# Extracted entries
————

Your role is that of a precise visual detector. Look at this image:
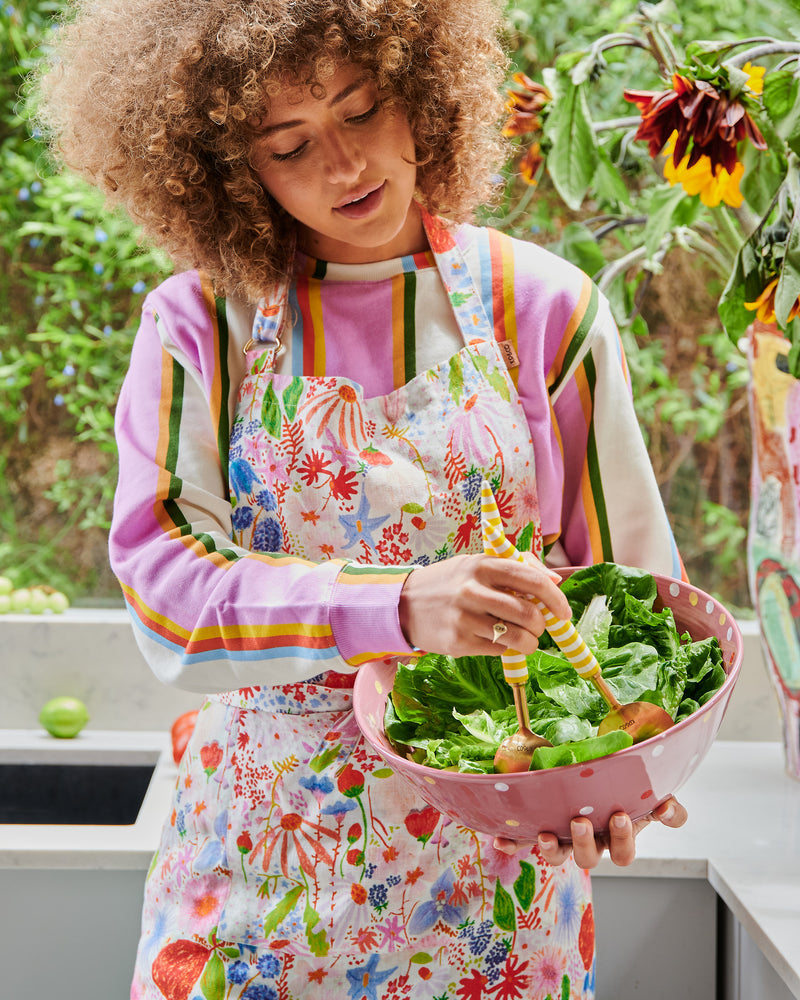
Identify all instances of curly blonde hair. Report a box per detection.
[38,0,506,299]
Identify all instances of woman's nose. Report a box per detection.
[325,132,367,182]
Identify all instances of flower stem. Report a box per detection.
[727,39,800,67]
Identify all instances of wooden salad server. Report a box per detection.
[481,480,674,773]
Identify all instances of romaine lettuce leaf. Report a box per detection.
[384,563,725,773]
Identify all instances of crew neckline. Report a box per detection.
[297,250,436,282]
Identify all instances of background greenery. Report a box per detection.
[6,0,800,608]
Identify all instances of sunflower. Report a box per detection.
[624,70,767,174]
[744,277,800,323]
[503,73,552,138]
[664,132,744,208]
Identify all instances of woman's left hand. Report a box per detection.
[494,797,688,868]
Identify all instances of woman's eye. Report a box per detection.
[270,142,306,163]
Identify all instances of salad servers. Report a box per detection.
[481,480,674,773]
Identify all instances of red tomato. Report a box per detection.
[170,709,199,764]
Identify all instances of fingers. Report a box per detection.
[653,796,689,829]
[537,833,572,868]
[398,555,571,656]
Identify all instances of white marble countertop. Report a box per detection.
[0,730,800,996]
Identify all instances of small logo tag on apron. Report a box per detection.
[497,340,519,368]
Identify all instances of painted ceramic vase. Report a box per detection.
[747,323,800,780]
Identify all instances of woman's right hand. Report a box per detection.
[399,554,572,656]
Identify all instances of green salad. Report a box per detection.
[384,563,725,773]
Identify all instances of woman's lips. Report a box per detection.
[334,181,386,219]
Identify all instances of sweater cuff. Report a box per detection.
[330,563,418,667]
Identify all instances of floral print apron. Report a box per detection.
[132,217,594,1000]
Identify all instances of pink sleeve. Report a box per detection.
[110,274,410,693]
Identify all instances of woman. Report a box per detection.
[37,0,685,1000]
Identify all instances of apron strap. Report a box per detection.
[421,208,519,388]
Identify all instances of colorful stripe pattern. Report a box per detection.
[481,480,600,684]
[110,219,682,691]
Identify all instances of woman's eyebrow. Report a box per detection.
[260,73,370,138]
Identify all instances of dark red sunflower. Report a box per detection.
[503,73,552,137]
[624,73,767,174]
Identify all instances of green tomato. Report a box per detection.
[39,695,89,739]
[10,587,31,612]
[47,590,69,615]
[28,587,48,615]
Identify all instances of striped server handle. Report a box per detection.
[481,479,600,684]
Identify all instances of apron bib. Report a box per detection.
[133,217,594,1000]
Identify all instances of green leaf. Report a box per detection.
[283,375,303,422]
[543,70,599,210]
[515,521,533,552]
[644,184,687,256]
[593,146,631,208]
[308,743,342,774]
[775,205,800,327]
[200,951,225,1000]
[717,237,761,344]
[762,70,800,153]
[264,885,305,937]
[547,222,606,277]
[261,379,282,438]
[303,903,330,958]
[492,879,517,931]
[739,129,786,216]
[448,354,464,406]
[514,861,536,913]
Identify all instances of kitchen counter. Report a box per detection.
[0,730,800,997]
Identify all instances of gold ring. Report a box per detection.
[492,621,508,642]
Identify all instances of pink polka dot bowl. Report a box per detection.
[353,567,742,841]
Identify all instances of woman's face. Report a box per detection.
[253,64,427,264]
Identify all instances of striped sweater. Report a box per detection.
[110,226,681,693]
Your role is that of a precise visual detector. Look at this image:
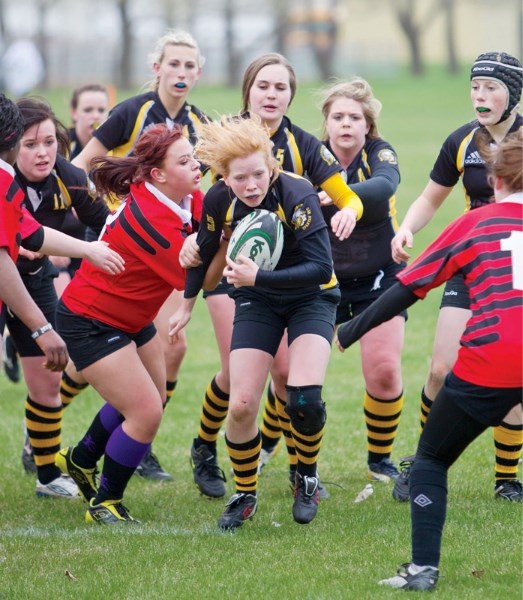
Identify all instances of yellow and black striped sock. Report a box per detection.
[225,430,261,494]
[275,394,298,469]
[291,423,325,477]
[261,382,281,452]
[164,379,178,407]
[363,391,403,464]
[419,387,434,431]
[60,371,89,408]
[25,396,63,485]
[493,423,523,483]
[198,377,229,447]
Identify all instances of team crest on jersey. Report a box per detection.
[292,204,312,231]
[378,148,398,165]
[320,144,338,166]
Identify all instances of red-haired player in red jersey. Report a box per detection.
[337,129,523,590]
[56,124,201,524]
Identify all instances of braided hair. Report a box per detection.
[470,52,523,123]
[0,94,24,152]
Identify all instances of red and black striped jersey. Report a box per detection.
[62,183,191,333]
[0,159,42,309]
[430,114,523,210]
[398,194,523,388]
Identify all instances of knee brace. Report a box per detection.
[285,385,327,435]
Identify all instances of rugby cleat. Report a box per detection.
[292,473,320,525]
[36,475,80,500]
[494,479,523,502]
[85,498,140,525]
[218,492,258,530]
[191,442,226,498]
[378,563,439,592]
[54,446,98,502]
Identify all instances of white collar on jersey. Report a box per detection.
[500,192,523,204]
[0,158,15,177]
[145,181,192,225]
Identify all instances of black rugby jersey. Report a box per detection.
[271,117,342,187]
[93,91,208,156]
[322,139,400,280]
[430,114,523,210]
[185,172,336,298]
[15,154,109,273]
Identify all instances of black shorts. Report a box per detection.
[336,261,407,325]
[56,301,156,371]
[440,371,523,427]
[230,287,340,356]
[6,261,58,356]
[439,273,470,310]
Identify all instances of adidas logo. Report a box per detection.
[465,150,485,165]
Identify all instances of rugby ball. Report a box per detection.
[227,208,283,271]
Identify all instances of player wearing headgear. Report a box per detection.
[337,130,523,591]
[170,118,339,529]
[392,52,523,502]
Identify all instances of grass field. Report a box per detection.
[0,70,522,600]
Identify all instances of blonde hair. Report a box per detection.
[242,52,297,112]
[149,29,205,91]
[320,77,382,141]
[485,127,523,193]
[195,115,280,179]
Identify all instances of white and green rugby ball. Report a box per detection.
[227,208,283,271]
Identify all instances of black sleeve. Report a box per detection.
[22,227,44,252]
[337,281,419,348]
[255,227,333,289]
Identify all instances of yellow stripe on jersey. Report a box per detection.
[456,127,479,212]
[320,173,363,220]
[54,173,72,210]
[285,128,303,175]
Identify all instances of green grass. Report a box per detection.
[0,71,522,600]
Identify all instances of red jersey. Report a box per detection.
[0,159,41,309]
[398,194,523,388]
[62,183,191,333]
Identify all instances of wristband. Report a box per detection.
[31,323,53,340]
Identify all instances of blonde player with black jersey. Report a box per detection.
[392,52,523,502]
[321,78,406,482]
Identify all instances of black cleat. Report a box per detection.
[392,454,416,502]
[135,449,173,481]
[494,479,523,502]
[292,473,320,524]
[3,335,20,383]
[191,442,227,498]
[218,492,258,530]
[289,465,331,500]
[379,563,439,592]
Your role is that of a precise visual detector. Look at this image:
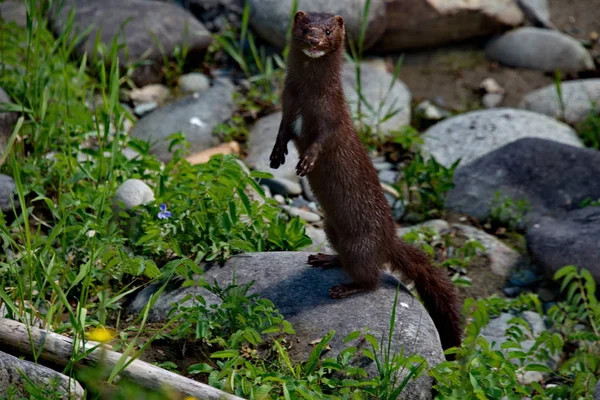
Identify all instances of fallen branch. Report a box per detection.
[0,318,243,400]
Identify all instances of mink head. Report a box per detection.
[292,11,344,58]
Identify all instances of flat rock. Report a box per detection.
[519,78,600,125]
[250,0,386,50]
[0,351,84,400]
[422,108,583,167]
[342,62,412,138]
[375,0,523,52]
[485,27,594,73]
[398,219,523,278]
[50,0,212,86]
[0,88,19,154]
[526,208,600,283]
[128,252,444,399]
[446,138,600,223]
[131,79,234,162]
[0,174,19,213]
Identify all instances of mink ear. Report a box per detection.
[294,10,306,22]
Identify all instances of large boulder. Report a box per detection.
[131,79,234,162]
[249,0,386,50]
[526,208,600,283]
[446,138,600,223]
[422,108,583,167]
[50,0,212,86]
[485,27,594,73]
[128,252,444,399]
[519,78,600,125]
[375,0,523,51]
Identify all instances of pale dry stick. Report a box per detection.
[0,318,244,400]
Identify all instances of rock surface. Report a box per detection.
[131,79,234,162]
[375,0,523,51]
[0,351,83,399]
[422,108,583,167]
[485,27,594,73]
[526,208,600,283]
[50,0,212,86]
[250,0,386,50]
[446,138,600,223]
[129,252,443,399]
[0,174,19,213]
[519,78,600,124]
[113,179,154,210]
[342,62,412,138]
[246,112,302,195]
[398,219,523,278]
[0,88,19,154]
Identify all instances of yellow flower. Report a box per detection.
[86,327,117,343]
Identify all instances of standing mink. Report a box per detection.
[270,11,462,349]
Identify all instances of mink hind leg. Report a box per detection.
[308,222,341,268]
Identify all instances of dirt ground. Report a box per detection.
[384,0,600,112]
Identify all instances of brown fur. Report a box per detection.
[271,11,461,349]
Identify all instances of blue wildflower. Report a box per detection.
[158,203,173,219]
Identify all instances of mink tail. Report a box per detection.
[390,240,462,359]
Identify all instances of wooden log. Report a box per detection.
[0,318,244,400]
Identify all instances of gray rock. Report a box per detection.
[517,0,555,29]
[179,72,210,93]
[422,108,583,167]
[0,351,84,400]
[374,0,523,52]
[131,80,234,162]
[128,252,443,399]
[398,219,523,278]
[446,138,600,223]
[246,112,302,195]
[526,206,600,283]
[129,83,171,105]
[485,27,594,73]
[302,225,335,254]
[519,78,600,125]
[342,62,412,138]
[50,0,212,86]
[0,174,19,213]
[0,86,19,154]
[113,179,154,210]
[250,0,386,50]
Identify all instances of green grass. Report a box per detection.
[0,0,600,400]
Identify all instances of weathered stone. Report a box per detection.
[250,0,386,50]
[422,108,583,167]
[519,78,600,125]
[131,79,234,162]
[485,27,594,73]
[446,138,600,223]
[50,0,212,86]
[375,0,523,51]
[128,252,443,399]
[526,206,600,283]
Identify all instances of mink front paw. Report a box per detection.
[296,153,317,176]
[269,141,288,169]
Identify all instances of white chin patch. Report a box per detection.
[302,49,325,58]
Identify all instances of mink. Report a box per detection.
[270,11,462,358]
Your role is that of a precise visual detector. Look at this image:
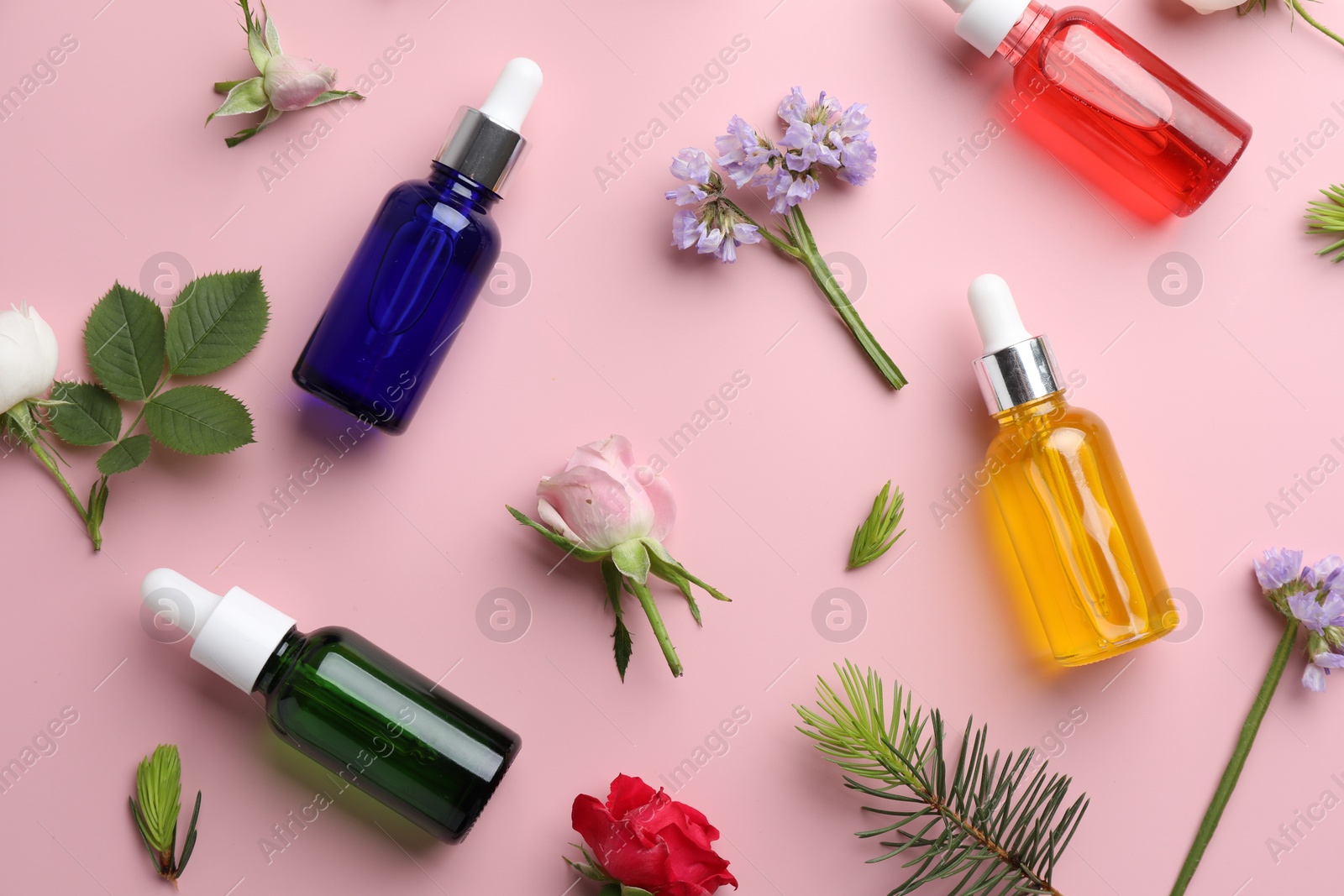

————

# Your instructions
Give the data from the line that contains "Identify all instances of black rugby" through the line that contains "[439,273,470,310]", both included, as a numbered list without blank lines.

# Problem solution
1. Identify all instances of black rugby jersey. Report a box per detection.
2. [271,117,342,187]
3. [93,91,208,156]
4. [322,139,400,280]
5. [430,114,523,210]
6. [185,172,336,298]
7. [15,154,109,273]
8. Identify all instances of black shorts. Report a box per detection.
9. [336,261,407,325]
10. [56,301,156,371]
11. [440,371,523,427]
12. [230,287,340,356]
13. [6,261,58,356]
14. [439,273,470,310]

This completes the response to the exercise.